> [To be done]
Reproduce the data below line for line, without changing a character.

--- BEGIN Data supplied ---

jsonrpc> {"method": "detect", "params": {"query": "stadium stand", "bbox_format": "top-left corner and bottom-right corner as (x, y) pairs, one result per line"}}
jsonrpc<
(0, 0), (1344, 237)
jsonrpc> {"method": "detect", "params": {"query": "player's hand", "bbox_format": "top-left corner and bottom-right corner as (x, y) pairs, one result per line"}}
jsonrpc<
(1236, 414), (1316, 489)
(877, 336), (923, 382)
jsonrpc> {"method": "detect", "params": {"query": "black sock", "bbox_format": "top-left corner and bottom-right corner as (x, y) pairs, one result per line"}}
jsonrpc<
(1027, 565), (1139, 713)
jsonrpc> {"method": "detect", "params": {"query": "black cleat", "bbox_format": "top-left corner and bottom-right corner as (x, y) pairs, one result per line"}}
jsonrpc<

--- END Data supplied ---

> [Result]
jsonrpc> {"method": "detect", "params": {"query": "stadium stand", "bbox_format": "top-left corner and bottom-right corner as (x, y) pairs, one result per line"}}
jsonrpc<
(0, 0), (1344, 237)
jsonrpc> {"method": "detect", "params": {"query": "player's hand", "bbox_format": "top-left corner and bottom-right corner as (x, y) pairs, one result per line"}}
jsonrpc<
(1236, 414), (1316, 489)
(877, 336), (923, 382)
jsonrpc> {"method": "detect", "params": {"query": "black sock", "bbox_format": "top-left corner and bottom-right corner as (x, y) pairs, one result per line"}}
jsonrpc<
(1027, 565), (1139, 713)
jsonrpc> {"method": "detect", "params": {"query": "black cleat", "bbox_format": "top-left corner and bottom-right corner as (x, y) pairs, one result per line"}}
jsonrpc<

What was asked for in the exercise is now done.